--- The task ---
From the line with "target: flower reflection in water" to the last line of the material, both inclusive, transcribe every line exactly and nothing else.

--- Data extract ---
________

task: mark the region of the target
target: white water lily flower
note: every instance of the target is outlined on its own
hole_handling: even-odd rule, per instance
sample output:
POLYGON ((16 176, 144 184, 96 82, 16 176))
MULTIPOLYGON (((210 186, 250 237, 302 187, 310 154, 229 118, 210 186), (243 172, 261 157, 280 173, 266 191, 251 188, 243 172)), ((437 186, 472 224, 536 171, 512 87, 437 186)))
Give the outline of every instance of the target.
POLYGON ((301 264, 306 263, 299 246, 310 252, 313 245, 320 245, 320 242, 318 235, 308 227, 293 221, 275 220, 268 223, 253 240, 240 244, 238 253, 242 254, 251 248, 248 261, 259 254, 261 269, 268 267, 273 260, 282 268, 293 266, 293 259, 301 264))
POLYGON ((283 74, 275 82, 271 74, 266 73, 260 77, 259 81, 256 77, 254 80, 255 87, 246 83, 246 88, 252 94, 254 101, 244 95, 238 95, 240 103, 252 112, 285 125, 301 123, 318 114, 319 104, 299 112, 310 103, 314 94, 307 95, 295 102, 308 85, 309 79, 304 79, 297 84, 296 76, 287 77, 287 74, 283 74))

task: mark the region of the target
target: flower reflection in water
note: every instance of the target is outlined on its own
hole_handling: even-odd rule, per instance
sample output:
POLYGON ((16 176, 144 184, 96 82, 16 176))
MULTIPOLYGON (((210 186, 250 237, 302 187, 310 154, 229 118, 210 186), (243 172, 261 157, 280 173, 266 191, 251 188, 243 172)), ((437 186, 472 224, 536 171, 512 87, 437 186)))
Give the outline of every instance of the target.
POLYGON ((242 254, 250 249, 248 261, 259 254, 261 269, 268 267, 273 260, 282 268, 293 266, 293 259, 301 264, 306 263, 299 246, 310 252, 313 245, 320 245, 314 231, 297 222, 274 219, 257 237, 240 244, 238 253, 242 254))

________

--- Solution to this problem ---
target: flower reflection in water
note: every instance of the target is outlined on its own
hole_handling: even-odd rule, per instance
sample output:
POLYGON ((16 176, 144 184, 96 82, 16 176))
MULTIPOLYGON (((210 186, 250 237, 302 187, 310 154, 229 118, 210 186), (243 172, 261 157, 280 173, 266 191, 251 188, 243 172)), ((437 186, 472 224, 536 171, 512 87, 437 186)))
Give the outline of every instance of the target.
POLYGON ((242 254, 250 249, 248 261, 259 254, 261 269, 268 267, 273 260, 282 268, 293 266, 293 259, 301 264, 306 263, 299 246, 310 252, 313 245, 320 245, 314 231, 297 222, 274 219, 257 237, 240 244, 238 253, 242 254))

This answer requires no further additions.